- **Excerpt**:
American Connection Flight 5966 Case Settled
- This was the first settlement for any of the passengers on board the Jetstream 32, which crashed and claimed eleven lives.
- In misty conditions with limited visibility, the pilots descended at an excessive rate, violating standard safety procedures and crashing short of the runway.
- Airline management assigned the pilots to a long series of flights close to the regulatory maximum, and the pilots were likely fatigued.
American Connection, Kirksville Crash First Settlement: Kreindler & Kreindler LLP reached a settlement with the liability insurer of American Airlines and Corporate Airlines one year after the crash of their plane near Kirksville, Missouri. The crash, involving a Jetstream 32 twin-engine turboprop operated as American Connection Flight 5966, crashed near the Kirksville, Missouri airport on October 19, 2004, taking the life of Steven Z. Miller, M.D., a passenger. Dr. Miller’s widow and three minor children received court approval for the settlement a few months after the settlement was negotiated.
Kreindler’s counsel, Milton G. Sincoff, represented the Miller family, prepared the case and negotiated the settlement with Global Aerospace executives. This was the first settlement for any of the passengers on board the aircraft, which claimed the lives of 11 and left 2 survivors.
Dr. Miller was age 46 and survived by his wife and their three children, ages 12, 10 and 7. Dr. Miller was director of pediatric emergency medicine and director of student medical education at Columbia Presbyterian Hospital and Medical School in New York City. Dr. Miller had a brilliant future with the potential to become a medical school dean.
The liability for negligence was strong. During the landing approach at night in misty conditions with limited, but adequate visibility, the pilots descended at excessive rates, violated standard safety procedures, and crashed approximately a mile short of the runway. Airline management assigned the pilots to a long series of flights close to the regulatory maximum. At the end of three days and nights, the pilots were likely fatigued.
Kreindler, for Mrs. Miller, as administratrix, commenced suit in the U.S. Southern District of New York. The Judicial Panel on Multidistrict Litigation then transferred the action to join all others in the Eastern District of Missouri. Miller’s action was later returned to the Southern District to conclude the settlement. Miller v. American, 05 CV 7637 (WHP).

- **Assignment**: In one to three sentences, explain why the settlement article on Flight 5966 describes the liability for negligence as strong.

- **Extracted material**:
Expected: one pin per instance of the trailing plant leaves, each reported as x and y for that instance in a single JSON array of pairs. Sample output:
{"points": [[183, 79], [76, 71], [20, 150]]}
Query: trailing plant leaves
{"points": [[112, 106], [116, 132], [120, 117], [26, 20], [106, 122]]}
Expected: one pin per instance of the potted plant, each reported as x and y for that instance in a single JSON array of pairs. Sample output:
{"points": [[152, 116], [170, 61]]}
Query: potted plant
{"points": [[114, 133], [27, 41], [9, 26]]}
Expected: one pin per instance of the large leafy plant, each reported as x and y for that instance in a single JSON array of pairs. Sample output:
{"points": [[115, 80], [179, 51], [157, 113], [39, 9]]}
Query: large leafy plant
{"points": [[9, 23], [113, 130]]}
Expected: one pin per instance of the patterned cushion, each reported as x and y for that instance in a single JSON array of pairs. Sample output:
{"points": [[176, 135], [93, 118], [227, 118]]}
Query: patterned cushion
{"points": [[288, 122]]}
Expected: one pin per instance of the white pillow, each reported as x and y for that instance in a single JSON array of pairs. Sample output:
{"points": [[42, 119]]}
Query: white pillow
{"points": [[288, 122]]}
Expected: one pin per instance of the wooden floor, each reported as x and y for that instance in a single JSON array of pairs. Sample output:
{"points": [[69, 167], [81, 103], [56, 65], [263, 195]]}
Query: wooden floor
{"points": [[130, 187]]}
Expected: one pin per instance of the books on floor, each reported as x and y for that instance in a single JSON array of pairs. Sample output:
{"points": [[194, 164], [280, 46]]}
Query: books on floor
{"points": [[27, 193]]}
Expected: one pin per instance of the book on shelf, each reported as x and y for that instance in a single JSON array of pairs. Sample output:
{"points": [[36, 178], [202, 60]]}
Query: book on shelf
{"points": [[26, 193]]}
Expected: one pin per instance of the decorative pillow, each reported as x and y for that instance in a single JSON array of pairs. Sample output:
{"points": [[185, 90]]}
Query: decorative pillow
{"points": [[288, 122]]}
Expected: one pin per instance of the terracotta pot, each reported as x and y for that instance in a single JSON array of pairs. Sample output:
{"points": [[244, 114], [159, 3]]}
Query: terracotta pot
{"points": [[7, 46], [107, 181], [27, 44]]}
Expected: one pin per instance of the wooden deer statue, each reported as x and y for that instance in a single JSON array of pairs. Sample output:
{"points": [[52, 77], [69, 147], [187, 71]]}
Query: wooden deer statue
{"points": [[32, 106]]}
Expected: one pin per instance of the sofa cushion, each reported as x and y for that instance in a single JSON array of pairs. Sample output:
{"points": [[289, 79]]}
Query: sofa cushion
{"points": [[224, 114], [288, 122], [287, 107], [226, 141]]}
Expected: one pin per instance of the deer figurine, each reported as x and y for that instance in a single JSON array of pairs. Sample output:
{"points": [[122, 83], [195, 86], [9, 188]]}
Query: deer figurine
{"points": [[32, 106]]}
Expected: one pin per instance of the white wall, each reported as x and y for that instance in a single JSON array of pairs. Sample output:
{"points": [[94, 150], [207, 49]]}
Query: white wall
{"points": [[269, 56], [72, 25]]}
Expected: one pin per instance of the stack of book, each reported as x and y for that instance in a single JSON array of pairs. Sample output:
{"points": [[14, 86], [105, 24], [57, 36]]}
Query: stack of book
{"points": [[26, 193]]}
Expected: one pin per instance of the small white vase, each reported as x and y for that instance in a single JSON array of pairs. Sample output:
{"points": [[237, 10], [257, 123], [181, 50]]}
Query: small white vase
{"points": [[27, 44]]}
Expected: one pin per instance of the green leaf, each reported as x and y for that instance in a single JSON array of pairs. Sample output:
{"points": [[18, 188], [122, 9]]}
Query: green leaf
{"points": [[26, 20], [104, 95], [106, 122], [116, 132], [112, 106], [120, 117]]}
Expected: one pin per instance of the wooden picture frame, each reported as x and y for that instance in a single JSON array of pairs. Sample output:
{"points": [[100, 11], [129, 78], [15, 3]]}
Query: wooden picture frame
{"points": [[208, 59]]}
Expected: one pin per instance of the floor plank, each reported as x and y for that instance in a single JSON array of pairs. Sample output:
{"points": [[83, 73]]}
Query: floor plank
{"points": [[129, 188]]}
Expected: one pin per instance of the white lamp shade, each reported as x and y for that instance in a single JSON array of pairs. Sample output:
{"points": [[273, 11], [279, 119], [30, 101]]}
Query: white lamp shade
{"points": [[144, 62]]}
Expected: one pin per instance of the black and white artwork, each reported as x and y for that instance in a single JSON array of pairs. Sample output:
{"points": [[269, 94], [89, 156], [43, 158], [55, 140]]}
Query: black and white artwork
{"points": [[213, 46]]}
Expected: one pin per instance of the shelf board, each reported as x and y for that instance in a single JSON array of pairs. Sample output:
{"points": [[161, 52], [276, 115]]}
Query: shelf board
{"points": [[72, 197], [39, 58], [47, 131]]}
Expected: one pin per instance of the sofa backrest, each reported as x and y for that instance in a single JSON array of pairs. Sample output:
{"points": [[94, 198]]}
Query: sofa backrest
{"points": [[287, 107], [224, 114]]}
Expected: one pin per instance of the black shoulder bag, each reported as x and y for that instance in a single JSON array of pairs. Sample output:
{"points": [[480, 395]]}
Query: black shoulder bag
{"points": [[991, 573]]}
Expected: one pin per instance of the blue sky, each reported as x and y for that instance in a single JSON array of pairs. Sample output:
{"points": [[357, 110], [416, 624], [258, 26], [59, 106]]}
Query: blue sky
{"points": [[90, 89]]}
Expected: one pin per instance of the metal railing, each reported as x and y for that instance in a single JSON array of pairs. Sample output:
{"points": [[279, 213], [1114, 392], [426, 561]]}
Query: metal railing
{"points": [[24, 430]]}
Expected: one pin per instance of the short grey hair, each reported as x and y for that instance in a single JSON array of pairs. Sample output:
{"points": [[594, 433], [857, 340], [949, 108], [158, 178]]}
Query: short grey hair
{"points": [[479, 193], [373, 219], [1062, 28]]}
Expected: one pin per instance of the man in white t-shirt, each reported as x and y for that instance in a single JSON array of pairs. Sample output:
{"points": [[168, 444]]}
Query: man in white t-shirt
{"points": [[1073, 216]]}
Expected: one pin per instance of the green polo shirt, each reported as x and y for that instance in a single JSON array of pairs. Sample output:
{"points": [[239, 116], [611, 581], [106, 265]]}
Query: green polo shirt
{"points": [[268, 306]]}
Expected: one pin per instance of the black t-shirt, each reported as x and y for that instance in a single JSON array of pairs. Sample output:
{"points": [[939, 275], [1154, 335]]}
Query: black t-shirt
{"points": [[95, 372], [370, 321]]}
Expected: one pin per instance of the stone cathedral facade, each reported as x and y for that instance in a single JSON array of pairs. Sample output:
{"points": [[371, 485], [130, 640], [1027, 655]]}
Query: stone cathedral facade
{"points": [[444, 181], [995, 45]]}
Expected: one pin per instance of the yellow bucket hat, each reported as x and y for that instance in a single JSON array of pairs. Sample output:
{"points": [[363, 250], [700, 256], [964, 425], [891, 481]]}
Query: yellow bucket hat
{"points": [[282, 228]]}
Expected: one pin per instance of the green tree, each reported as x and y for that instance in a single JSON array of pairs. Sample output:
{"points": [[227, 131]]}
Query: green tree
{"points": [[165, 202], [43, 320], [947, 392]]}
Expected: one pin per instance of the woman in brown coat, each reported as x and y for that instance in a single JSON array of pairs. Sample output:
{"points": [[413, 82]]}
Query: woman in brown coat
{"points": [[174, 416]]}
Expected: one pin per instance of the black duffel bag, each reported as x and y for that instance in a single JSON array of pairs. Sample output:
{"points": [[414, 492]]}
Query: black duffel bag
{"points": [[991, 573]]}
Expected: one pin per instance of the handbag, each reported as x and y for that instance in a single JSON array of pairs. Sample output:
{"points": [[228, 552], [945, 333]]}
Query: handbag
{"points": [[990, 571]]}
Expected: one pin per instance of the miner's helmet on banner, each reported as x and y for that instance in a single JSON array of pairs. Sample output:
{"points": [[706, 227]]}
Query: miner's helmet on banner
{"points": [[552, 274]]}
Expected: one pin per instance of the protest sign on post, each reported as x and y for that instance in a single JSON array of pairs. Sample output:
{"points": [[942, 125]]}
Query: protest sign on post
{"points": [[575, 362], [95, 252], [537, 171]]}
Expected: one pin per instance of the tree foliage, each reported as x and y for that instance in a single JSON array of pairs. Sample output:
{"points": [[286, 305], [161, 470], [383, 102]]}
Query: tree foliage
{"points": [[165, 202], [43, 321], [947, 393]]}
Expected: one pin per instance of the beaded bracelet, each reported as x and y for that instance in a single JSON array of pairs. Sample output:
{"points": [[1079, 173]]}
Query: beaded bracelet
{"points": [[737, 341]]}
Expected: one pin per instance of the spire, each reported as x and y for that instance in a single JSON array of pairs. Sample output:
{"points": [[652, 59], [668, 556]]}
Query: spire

- **Result of this task**: During a night landing approach in misty conditions with limited but adequate visibility, the pilots descended at excessive rates, violated standard safety procedures, and crashed about a mile short of the runway. Airline management had also assigned the pilots a long series of flights close to the regulatory maximum, so after three days and nights they were likely fatigued.